<<<<
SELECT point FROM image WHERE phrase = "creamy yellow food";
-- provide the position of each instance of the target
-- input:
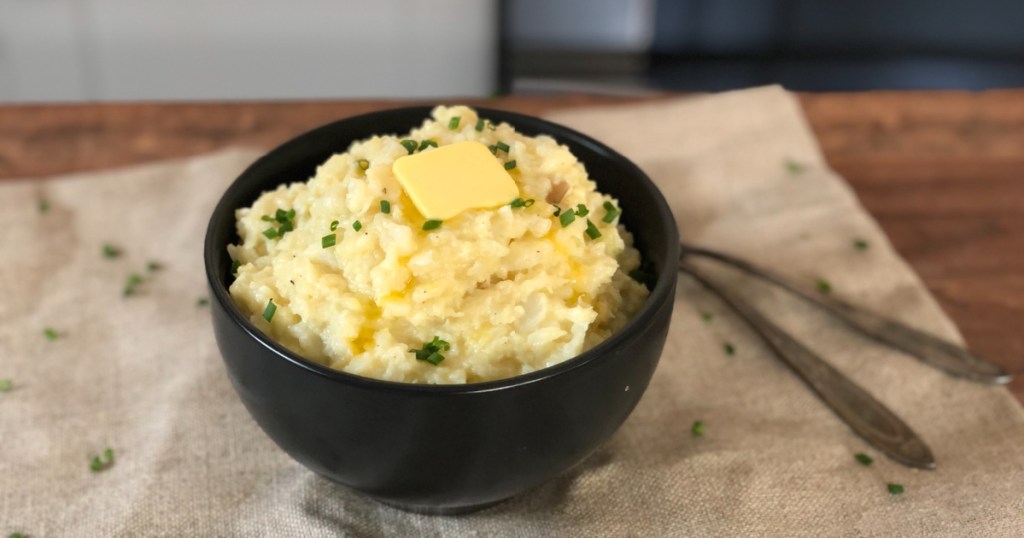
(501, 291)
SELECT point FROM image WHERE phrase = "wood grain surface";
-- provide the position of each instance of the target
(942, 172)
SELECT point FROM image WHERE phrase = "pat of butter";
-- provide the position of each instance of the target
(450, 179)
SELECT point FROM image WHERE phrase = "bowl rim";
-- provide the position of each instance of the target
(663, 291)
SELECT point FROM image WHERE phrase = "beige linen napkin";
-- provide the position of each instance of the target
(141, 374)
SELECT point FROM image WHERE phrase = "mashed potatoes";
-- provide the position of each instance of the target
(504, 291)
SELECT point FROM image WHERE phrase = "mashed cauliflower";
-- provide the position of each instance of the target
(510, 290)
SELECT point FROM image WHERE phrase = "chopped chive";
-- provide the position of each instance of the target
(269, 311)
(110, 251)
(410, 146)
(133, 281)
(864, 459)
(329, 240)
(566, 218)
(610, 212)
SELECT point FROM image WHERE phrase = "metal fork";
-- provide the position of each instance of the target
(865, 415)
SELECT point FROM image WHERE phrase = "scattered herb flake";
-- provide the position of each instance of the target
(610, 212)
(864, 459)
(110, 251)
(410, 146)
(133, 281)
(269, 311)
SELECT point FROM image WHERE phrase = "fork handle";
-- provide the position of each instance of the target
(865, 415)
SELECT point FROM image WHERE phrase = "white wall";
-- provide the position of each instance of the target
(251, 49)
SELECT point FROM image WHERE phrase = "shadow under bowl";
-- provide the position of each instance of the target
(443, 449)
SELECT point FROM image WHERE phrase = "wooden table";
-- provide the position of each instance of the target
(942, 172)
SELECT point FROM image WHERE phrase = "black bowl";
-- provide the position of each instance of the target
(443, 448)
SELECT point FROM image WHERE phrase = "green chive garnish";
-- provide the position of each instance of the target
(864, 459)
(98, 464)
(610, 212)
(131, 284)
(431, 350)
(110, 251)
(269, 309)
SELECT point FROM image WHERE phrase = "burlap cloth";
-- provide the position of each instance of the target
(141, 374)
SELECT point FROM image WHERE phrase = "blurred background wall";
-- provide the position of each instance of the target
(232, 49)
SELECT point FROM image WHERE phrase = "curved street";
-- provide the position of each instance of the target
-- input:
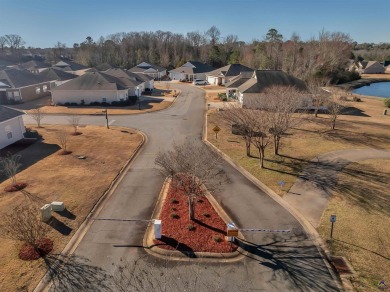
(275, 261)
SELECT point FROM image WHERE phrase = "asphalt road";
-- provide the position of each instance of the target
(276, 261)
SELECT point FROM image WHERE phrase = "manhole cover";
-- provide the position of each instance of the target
>>>>
<<<<
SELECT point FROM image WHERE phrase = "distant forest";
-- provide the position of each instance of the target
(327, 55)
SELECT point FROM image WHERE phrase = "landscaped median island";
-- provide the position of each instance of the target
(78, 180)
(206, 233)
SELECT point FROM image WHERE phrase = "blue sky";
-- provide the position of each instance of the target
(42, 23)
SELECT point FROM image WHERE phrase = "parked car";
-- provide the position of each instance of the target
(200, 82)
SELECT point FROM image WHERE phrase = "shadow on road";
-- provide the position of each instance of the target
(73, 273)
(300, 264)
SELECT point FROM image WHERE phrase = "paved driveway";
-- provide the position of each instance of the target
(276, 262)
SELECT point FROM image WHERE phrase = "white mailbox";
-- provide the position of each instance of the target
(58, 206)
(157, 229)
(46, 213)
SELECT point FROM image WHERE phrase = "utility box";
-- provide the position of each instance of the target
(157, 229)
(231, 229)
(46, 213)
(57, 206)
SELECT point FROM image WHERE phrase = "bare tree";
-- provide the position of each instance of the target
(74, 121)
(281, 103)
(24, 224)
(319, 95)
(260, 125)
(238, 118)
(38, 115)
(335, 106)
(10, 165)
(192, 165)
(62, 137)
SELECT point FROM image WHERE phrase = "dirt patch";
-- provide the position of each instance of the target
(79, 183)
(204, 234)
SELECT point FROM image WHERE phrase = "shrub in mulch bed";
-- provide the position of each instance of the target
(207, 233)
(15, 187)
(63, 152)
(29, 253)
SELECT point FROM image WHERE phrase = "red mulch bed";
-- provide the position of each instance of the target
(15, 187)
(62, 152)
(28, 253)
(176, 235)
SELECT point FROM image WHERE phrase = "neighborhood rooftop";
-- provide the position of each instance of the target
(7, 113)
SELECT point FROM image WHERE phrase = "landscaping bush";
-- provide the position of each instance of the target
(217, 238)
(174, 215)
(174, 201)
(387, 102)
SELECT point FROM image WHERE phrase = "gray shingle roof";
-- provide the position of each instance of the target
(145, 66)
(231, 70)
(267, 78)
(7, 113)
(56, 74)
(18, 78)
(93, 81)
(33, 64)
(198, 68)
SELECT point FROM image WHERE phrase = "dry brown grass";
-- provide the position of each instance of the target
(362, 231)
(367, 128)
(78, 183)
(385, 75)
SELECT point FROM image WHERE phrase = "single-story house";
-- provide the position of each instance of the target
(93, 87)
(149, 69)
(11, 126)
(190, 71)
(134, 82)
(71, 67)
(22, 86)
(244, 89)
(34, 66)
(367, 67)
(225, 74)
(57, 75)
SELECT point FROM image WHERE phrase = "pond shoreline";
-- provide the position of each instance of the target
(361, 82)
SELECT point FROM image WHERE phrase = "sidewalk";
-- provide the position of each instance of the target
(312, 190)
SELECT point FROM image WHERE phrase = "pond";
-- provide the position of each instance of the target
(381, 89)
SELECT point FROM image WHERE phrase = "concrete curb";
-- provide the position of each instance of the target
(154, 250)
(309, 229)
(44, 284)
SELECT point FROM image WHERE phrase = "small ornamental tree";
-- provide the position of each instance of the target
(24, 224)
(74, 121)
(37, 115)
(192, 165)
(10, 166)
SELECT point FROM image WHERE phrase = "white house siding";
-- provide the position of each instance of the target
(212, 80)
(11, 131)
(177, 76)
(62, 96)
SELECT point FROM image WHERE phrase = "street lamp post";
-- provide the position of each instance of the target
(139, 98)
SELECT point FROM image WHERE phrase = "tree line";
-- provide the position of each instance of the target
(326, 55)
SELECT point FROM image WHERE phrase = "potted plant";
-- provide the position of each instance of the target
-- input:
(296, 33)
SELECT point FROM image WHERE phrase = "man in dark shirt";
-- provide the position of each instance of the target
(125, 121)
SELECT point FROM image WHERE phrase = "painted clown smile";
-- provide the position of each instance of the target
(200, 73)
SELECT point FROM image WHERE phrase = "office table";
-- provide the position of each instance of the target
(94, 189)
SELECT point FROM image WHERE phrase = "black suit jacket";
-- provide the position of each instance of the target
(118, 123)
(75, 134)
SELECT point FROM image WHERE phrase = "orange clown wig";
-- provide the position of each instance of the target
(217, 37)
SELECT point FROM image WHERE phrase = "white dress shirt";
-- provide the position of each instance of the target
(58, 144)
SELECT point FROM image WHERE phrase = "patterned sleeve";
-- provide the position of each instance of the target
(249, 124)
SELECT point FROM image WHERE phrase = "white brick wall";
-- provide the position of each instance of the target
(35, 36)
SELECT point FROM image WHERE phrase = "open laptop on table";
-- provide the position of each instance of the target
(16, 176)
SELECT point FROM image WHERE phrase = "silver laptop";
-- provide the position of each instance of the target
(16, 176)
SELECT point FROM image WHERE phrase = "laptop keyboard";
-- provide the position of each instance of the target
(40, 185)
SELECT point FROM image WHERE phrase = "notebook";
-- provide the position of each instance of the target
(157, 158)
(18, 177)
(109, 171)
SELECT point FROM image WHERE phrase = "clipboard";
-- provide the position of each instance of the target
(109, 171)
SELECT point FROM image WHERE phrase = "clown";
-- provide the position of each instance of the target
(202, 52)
>>>>
<<<<
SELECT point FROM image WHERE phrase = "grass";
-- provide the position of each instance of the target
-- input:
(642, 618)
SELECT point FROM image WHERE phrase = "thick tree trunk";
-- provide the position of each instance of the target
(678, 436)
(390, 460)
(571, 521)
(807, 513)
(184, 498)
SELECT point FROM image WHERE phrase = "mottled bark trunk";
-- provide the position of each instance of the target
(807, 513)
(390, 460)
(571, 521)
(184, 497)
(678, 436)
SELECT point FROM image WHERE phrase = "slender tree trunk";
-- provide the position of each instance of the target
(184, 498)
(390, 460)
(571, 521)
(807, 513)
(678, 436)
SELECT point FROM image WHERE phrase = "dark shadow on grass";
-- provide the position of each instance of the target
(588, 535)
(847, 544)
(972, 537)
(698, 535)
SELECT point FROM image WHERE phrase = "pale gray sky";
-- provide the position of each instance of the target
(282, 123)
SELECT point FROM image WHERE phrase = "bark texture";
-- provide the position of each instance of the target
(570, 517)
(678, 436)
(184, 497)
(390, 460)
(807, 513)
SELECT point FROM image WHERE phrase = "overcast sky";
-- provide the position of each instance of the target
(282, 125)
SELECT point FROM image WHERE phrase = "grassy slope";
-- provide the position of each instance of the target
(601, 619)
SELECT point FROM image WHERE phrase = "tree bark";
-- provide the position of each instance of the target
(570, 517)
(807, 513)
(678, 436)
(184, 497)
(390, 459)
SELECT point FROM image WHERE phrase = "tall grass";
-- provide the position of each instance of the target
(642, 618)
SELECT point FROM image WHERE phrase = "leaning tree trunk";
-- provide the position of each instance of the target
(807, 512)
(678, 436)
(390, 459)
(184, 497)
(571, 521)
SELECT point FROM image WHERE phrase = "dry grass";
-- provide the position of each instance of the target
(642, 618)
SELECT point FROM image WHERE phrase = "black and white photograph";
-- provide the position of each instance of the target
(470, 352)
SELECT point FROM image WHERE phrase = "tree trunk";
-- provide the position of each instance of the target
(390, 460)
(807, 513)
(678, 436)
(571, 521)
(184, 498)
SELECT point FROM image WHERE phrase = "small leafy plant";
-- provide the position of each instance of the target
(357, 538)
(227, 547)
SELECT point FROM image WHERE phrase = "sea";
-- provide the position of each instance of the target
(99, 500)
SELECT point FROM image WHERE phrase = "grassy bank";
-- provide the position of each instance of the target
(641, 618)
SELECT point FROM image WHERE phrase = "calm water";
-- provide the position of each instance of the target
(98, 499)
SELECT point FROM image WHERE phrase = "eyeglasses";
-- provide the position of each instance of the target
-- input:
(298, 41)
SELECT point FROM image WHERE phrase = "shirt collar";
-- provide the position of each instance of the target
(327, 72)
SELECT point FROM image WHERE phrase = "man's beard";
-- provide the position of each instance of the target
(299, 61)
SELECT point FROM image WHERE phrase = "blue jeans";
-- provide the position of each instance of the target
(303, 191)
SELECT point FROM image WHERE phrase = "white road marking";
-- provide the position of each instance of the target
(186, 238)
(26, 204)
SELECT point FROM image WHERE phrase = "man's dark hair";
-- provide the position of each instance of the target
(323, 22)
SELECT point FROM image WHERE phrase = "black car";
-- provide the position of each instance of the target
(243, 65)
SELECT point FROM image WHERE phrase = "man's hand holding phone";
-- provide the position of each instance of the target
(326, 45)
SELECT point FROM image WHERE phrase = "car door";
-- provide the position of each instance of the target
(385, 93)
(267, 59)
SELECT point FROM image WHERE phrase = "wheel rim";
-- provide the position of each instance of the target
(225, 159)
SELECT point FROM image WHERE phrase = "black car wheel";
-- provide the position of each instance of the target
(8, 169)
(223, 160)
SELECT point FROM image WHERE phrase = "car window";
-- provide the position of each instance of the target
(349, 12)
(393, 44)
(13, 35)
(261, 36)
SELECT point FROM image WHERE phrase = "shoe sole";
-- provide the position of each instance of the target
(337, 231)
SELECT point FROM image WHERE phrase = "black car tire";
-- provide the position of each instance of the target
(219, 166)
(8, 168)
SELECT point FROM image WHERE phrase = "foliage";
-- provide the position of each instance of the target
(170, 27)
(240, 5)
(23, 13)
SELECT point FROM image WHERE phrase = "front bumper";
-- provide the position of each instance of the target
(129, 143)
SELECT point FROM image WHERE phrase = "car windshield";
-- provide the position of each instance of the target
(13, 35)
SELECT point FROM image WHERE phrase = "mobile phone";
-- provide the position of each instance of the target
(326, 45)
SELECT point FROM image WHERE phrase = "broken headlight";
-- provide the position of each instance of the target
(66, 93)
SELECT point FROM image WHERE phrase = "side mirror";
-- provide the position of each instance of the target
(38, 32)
>>>>
Pull out each line in the rows above that contains the word "road" and copy it unchanged.

EXERCISE ANSWER ▸
SELECT point FROM image WHERE phrase = "asphalt road";
SELECT point FROM image WHERE phrase = "shadow on road";
SELECT point FROM image WHERE phrase = "white road marking";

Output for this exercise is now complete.